Exercício escrito A — Transcreva o trecho do artigo sobre o golfe e a Arábia Saudita que vai de "Conto essa história" até "ainda somos amigos.", incluindo esse final.
Exercício escrito B — No artigo sobre o golfe e a Arábia Saudita, liste todos os golfistas de quem quem escreve afirma ter sido caddie.

Documento de origem —

NEW YORK TIMES - Em 1989, publiquei um livro a respeito do Oriente Médio, From Beirut to Jerusalem (“De Beirute a Jerusalém”) e, após o lançamento, meu editor, Jonathan Galassi, perguntou-me qual seria o assunto do meu próximo livro. Disse a ele que queria escrever um livro a respeito do golfe. Ele me olhou com surpresa e perguntou, “O Golfo Pérsico?” “Não”, respondi. “Golfe. Golfe, mesmo.”
Conto essa história para deixar claro o fato de eu ter duas paixões na vida: o Oriente Médio e o golfe. Fui membro do Clube de Campo e Golfe de Beirute em 1982, o único campo onde estar em um bunker era boa coisa. Fui caddie de Chi Chi Rodriquez durante o Aberto dos Estados Unidos em 1970, em Hazeltine. Com meu amigo Neil Oxman, certa vez fui caddie de Tom Watson e Andy North no torneio de seniors Liberty Mutual Legends of Golf, e embora eu tenha atropelado a bola de Andy com o carrinho durante uma rodada de treino, ainda somos amigos.
Entendo de golfe, e entendo do Golfo. Conheço a PGA, e conheço MBS, motivo pelo qual estou escrevendo hoje a respeito da controvérsia que envolveu o golfe profissional: a criação de uma associação independente encabeçada por Greg Norman e Phil Mickelson e financiada pelo reino da Arábia Saudita, que é liderado pelo príncipe herdeiro Mohammed bin Salman, conhecido como MBS.
A nova associação é chamada de LIV Golf International Series. É um caso clássico de uso político do esporte por parte dos sauditas, com a ajuda de alguns desalmados golfistas profissionais. Na minha opinião, é algo péssimo para o golfe e ainda pior para os sauditas. Serve apenas para chamar atenção para aquilo que os sauditas estão tentando fazer as pessoas esquecerem, o assassinato do jornalista saudita Jamal Khashoggi, em 2018, e não para aquilo que eles querem vender, a ideia da Arábia Saudita como futura meca dos esportes e do entretenimento.
Recados para Bin Salman
Se eu tivesse uma oportunidade de conversar diretamente com MBS, eis o que eu lhe diria:
Mohammed, você só terá uma chance de causar uma segunda impressão, e você a está desperdiçando ao se envolver com esses rebeldes, entre eles alguns dos membros mais detestáveis da associação profissional de golfe PGA. Mas não quero falar desses golfistas agora. Quero falar da Arábia Saudita.
A responsabilidade do seu governo pelo assassinato e desmembramento de Khashoggi, que morava na Virgínia e escrevia para o Washington Post, é uma mancha permanente que jamais será apagada. Foi um ato de indizível crueldade contra um crítico moderado do regime.
Mas isso não significa que nada que você fizer poderá mudar a imagem que o mundo tem do seu país. Você pode seguir conduzindo a sociedade saudita, seu sistema religioso de ensino e leis e seus mercados de trabalho, na direção da reforma. Isso seria uma imensa contribuição para seu país e para todo o mundo árabe-muçulmano.

Material —
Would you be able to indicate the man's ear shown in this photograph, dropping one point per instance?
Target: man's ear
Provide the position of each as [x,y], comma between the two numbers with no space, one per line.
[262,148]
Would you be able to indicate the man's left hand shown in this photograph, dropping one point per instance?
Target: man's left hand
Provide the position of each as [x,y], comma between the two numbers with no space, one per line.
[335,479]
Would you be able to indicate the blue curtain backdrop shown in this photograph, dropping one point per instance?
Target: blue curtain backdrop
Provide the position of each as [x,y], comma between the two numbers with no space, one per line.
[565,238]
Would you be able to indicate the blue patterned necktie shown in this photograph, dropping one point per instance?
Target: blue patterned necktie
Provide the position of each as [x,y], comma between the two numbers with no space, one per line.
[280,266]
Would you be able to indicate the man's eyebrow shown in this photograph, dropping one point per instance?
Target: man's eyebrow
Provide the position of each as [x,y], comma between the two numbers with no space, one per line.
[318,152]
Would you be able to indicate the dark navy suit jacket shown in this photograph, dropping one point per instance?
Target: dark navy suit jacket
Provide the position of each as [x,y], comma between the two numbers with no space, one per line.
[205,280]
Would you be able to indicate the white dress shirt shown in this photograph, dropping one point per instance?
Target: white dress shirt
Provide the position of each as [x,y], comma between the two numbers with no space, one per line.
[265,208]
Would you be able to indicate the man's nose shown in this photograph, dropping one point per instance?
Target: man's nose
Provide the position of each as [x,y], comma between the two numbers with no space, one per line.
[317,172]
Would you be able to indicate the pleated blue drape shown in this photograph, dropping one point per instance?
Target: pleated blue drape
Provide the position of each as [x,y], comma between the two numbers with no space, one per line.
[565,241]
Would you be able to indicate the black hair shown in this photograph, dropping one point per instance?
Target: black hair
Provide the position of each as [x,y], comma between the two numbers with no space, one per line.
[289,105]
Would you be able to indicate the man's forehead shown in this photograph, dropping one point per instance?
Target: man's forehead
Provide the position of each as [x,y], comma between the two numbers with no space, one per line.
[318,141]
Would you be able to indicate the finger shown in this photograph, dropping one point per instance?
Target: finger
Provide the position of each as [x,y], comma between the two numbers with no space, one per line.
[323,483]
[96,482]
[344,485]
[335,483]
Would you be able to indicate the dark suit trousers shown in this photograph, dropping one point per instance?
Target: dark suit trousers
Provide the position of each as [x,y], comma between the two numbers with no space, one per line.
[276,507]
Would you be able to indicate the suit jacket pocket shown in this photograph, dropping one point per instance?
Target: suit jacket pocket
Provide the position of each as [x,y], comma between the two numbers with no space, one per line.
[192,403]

Resposta A —
Conto essa história para deixar claro o fato de eu ter duas paixões na vida: o Oriente Médio e o golfe. Fui membro do Clube de Campo e Golfe de Beirute em 1982, o único campo onde estar em um bunker era boa coisa. Fui caddie de Chi Chi Rodriquez durante o Aberto dos Estados Unidos em 1970, em Hazeltine. Com meu amigo Neil Oxman, certa vez fui caddie de Tom Watson e Andy North no torneio de seniors Liberty Mutual Legends of Golf, e embora eu tenha atropelado a bola de Andy com o carrinho durante uma rodada de treino, ainda somos amigos.

Resposta B —
Chi Chi Rodriquez
Tom Watson
Andy North